Exercise instructions
Reproduce the full article on planting trees to offset air travel, keeping every word and line unchanged.

Exercise text
In Brief
E: The Environmental Magazine, Jan, 2001
PLANTING TREES FOR THE FUTURE
In an ideal world, sustainable tourism adds value to nature, thus helping avert the kind of development that spews greenhouse gases into the air. Unfortunately, just stepping on an airplane to begin your trip can contribute to the problem.
On average, for each mile flown en route to your destination, one pound of the greenhouse gas carbon dioxide is added to the atmosphere. But until non-fossil fuel options become a more realistic choice, the nonprofit Trees for the Future can help offset your negative effect.
Each tree planted through the organization's Trees for Travel program absorbs about 50 pounds of carbon dioxide for each of the first 30 years of the tree's active growth. "Since 1989, we have helped plant over 20 million trees in some of the most environmentally degraded parts of the world," says Bill Ligon, executive director of Trees For The Future. The organization has helped rejuvenate denuded landscapes in more than 60 countries.
Working cooperatively through the local community, Trees for the Future initiates projects that help restore watersheds, reduce soil erosion, provide wildlife habitat, enhance wood used as fuel and building material, and cultivate livelihoods in agroforestry that reduce pressure on forested lands.

Stored items from a collection
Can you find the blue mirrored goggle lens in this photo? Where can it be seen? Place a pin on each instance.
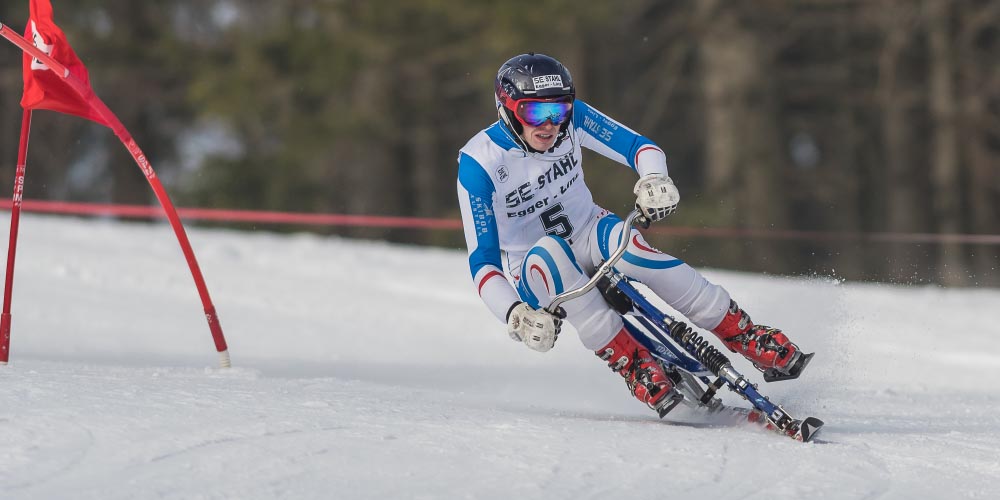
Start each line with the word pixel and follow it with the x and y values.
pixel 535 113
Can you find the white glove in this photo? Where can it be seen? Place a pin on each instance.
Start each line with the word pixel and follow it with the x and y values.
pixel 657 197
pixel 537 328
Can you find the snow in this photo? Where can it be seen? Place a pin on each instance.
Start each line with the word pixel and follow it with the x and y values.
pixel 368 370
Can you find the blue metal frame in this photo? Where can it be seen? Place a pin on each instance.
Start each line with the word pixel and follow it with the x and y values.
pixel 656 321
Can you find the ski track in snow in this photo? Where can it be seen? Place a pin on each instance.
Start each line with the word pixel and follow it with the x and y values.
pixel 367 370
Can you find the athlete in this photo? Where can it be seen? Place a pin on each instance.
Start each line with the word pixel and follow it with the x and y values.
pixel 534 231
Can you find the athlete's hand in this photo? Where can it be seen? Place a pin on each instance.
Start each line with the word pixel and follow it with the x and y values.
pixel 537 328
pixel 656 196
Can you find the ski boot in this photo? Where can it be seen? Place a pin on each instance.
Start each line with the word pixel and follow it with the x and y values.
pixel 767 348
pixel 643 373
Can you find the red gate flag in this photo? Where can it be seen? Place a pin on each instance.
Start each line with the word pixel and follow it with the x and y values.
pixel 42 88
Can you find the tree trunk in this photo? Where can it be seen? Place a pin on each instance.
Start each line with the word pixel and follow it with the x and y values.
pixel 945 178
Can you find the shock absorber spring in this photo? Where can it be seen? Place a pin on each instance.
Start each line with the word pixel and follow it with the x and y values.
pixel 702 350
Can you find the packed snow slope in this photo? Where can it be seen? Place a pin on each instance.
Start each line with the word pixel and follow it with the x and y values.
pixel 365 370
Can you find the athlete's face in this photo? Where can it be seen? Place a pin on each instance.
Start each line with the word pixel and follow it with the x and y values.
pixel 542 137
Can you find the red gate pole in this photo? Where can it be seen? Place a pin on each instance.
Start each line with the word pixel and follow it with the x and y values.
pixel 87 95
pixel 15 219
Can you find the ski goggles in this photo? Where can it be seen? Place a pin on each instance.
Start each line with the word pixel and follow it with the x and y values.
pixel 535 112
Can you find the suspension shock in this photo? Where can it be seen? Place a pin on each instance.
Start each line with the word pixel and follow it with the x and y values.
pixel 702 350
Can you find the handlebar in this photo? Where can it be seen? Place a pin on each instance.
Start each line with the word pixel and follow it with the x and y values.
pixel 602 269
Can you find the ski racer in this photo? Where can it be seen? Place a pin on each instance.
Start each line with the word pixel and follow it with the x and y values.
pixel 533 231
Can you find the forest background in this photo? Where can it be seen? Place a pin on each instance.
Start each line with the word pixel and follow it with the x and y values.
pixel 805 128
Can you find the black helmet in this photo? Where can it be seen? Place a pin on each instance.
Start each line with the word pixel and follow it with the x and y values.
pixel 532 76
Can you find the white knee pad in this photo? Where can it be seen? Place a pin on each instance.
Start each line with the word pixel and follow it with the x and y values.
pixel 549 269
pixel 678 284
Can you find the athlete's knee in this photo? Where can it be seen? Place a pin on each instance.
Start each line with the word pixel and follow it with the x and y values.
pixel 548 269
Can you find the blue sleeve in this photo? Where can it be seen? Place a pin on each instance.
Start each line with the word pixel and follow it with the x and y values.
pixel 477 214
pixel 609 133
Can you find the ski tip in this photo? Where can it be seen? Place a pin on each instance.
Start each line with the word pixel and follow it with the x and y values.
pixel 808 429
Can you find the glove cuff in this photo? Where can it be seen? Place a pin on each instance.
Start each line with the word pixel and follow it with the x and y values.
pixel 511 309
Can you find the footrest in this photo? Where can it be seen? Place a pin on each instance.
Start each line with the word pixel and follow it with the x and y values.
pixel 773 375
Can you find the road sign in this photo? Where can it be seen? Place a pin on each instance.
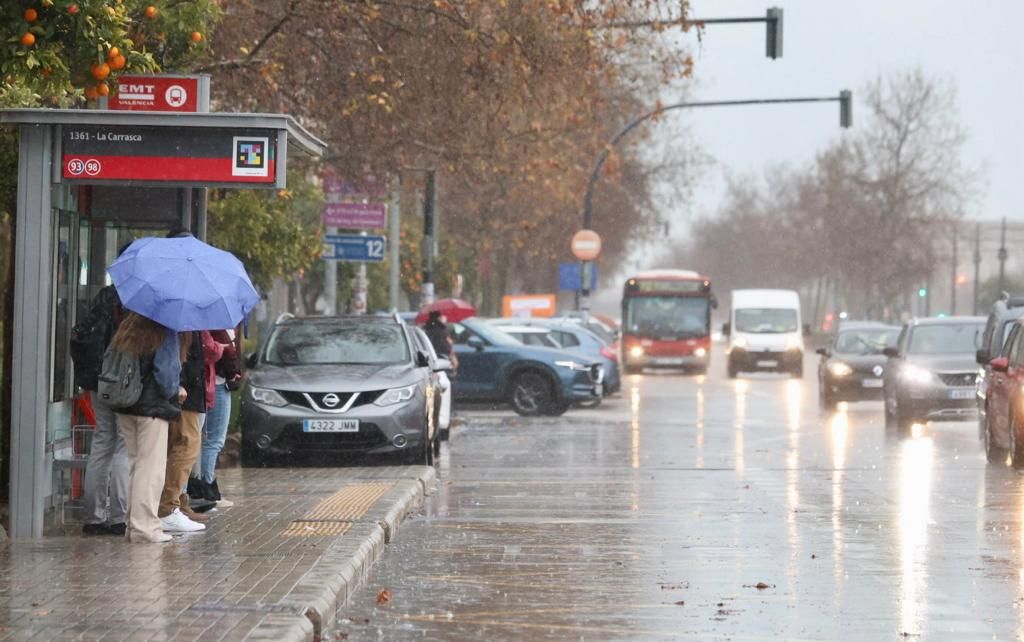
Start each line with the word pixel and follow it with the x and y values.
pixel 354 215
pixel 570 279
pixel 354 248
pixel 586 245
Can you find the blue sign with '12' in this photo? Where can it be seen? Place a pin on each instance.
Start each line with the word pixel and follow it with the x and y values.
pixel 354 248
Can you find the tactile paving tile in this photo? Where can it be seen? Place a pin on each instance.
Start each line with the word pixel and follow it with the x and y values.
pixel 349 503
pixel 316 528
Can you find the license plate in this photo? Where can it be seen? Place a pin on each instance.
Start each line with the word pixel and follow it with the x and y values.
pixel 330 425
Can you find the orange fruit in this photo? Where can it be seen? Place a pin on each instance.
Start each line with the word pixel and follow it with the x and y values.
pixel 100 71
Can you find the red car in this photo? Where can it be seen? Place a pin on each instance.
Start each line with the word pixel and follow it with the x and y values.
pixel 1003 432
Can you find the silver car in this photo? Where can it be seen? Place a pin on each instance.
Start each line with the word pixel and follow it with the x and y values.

Result below
In Brief
E: The Environmental Magazine, Jan, 2001
PLANTING TREES FOR THE FUTURE
In an ideal world, sustainable tourism adds value to nature, thus helping avert the kind of development that spews greenhouse gases into the air. Unfortunately, just stepping on an airplane to begin your trip can contribute to the problem.
On average, for each mile flown en route to your destination, one pound of the greenhouse gas carbon dioxide is added to the atmosphere. But until non-fossil fuel options become a more realistic choice, the nonprofit Trees for the Future can help offset your negative effect.
Each tree planted through the organization's Trees for Travel program absorbs about 50 pounds of carbon dioxide for each of the first 30 years of the tree's active growth. "Since 1989, we have helped plant over 20 million trees in some of the most environmentally degraded parts of the world," says Bill Ligon, executive director of Trees For The Future. The organization has helped rejuvenate denuded landscapes in more than 60 countries.
Working cooperatively through the local community, Trees for the Future initiates projects that help restore watersheds, reduce soil erosion, provide wildlife habitat, enhance wood used as fuel and building material, and cultivate livelihoods in agroforestry that reduce pressure on forested lands.